- _НАБОР ЗАДАНИЙ_
**a.** Выпишите дословно из текста о плавании по заливу отрывок от слов "Сначала на чистой" до слов "большой железнодорожной станции." включительно.
**b.** Подсчитайте, в скольких строках записей встречается слово "twig". В ответе укажите только число.

── ТЕКСТ ДЛЯ ЧТЕНИЯ ──

Узким ущельем в скалах проплываем в широкий залив, извивающийся между холмами более чем на 30 километров вглубь гористой полосы суши. На берегах залива также виднеются обширные лавовые поля, приуроченные к тому же 1912 году. Однако поверхность воды быстро меняет цвет.

Сначала на чистой сине-зеленой воде появляется серый налет; но вот мы уже плывем по огромному бурлящему котлу, наполненному грязножелтой зловонной жидкостью, температура которой все повышается. В 200 метрах от нас из-под поверхности озера возле берега вырываются столбы белого пара, и к нам в лодку долетают звуки, напоминающие шум паровозного депо большой железнодорожной станции.

Мотор лодки «охлаждается» озерной водой. До сих пор мы с опаской непрерывно проверяли ее температуру на ощупь, но теперь этого уже делать больше нельзя: можно обварить руки.

— Адриан, послушай мотор!

— Начинает давать перебои, захлебывается. Надо приставать к берегу, да побыстрей!

Запах гнили ударил нам в лицо, когда мы отыскали на изрезанном берегу место, где можно было высадиться. Здесь ручьи застывшей лавы, скрученные, как веревки, следы извержения вулкана Румока, имевшего место 36 лет назад, спускаются ниже поверхности воды. Масса мелкой рыбы гниет в маленьких заливчиках вдоль всего побережья, и над всей прибрежной частью озера, как защитная завеса, нависло невыносимое зловоние.

Вытаскиваем лодку из воды по дну расселины в скалистом берегу. Как раз в этом месте в 1912 году текла раскаленная лава, которая сейчас движется на несколько сот метров далее. Теперь здесь уже зеленеет буйная тропическая растительность, пустившая корни в трещинах выветрившегося поверхностного слоя.

───
── МАТЕРИАЛЫ УПРАЖНЕНИЯ ──

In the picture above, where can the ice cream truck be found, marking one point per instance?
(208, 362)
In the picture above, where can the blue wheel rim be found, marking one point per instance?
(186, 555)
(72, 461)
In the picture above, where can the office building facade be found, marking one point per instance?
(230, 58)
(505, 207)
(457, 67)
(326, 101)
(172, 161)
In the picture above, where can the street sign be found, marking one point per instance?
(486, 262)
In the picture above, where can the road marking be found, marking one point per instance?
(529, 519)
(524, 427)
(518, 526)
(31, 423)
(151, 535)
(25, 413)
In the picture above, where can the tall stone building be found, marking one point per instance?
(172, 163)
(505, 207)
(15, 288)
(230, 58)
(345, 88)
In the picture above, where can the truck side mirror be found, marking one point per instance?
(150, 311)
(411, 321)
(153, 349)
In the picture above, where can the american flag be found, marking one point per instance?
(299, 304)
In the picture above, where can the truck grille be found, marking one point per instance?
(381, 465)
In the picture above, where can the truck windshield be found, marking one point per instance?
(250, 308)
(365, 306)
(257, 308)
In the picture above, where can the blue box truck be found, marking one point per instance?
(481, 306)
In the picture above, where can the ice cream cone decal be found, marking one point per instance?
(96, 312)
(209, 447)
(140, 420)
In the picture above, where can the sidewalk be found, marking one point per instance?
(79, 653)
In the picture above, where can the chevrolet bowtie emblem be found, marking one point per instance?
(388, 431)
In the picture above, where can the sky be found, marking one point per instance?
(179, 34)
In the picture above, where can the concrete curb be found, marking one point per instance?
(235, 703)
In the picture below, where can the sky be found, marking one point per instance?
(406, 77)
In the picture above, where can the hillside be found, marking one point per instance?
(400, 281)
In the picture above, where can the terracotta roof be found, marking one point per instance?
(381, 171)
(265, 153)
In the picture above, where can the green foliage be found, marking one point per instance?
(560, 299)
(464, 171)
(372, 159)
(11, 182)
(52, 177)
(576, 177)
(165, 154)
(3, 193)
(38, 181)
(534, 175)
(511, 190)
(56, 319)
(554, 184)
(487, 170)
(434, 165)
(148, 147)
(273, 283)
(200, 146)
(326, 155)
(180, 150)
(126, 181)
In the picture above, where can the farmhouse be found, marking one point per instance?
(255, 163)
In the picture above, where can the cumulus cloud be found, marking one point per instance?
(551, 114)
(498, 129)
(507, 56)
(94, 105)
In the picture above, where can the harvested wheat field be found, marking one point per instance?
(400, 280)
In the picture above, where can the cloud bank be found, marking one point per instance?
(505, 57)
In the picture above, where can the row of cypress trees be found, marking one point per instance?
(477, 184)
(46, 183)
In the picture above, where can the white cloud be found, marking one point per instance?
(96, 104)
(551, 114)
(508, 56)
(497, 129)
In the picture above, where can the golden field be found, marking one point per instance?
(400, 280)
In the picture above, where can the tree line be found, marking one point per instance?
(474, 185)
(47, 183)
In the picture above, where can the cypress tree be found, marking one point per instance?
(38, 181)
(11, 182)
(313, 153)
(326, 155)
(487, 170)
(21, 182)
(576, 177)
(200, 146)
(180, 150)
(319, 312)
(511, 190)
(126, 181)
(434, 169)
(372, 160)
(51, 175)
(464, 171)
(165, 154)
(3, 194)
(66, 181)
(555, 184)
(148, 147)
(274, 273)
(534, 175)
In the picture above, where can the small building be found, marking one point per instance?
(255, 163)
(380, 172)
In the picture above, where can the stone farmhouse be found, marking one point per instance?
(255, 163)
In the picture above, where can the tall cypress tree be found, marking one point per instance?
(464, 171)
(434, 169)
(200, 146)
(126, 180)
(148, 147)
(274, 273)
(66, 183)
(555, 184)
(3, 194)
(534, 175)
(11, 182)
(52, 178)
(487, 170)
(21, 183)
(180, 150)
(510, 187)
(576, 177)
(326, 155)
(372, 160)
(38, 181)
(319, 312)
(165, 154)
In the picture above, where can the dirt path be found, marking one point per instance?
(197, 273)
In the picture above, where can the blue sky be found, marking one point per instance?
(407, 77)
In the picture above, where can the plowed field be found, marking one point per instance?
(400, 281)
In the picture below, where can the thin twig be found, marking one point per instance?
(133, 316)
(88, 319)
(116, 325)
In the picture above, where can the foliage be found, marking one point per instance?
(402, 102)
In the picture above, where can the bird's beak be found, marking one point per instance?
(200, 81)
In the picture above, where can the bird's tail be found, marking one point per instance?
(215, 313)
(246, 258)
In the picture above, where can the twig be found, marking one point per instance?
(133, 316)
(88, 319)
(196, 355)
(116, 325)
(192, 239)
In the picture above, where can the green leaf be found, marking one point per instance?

───

- _ОТВЕТЫ ПО ПОРЯДКУ_
**a.**
Сначала на чистой сине-зеленой воде появляется серый налет; но вот мы уже плывем по огромному бурлящему котлу, наполненному грязножелтой зловонной жидкостью, температура которой все повышается. В 200 метрах от нас из-под поверхности озера возле берега вырываются столбы белого пара, и к нам в лодку долетают звуки, напоминающие шум паровозного депо большой железнодорожной станции.

**b.** 2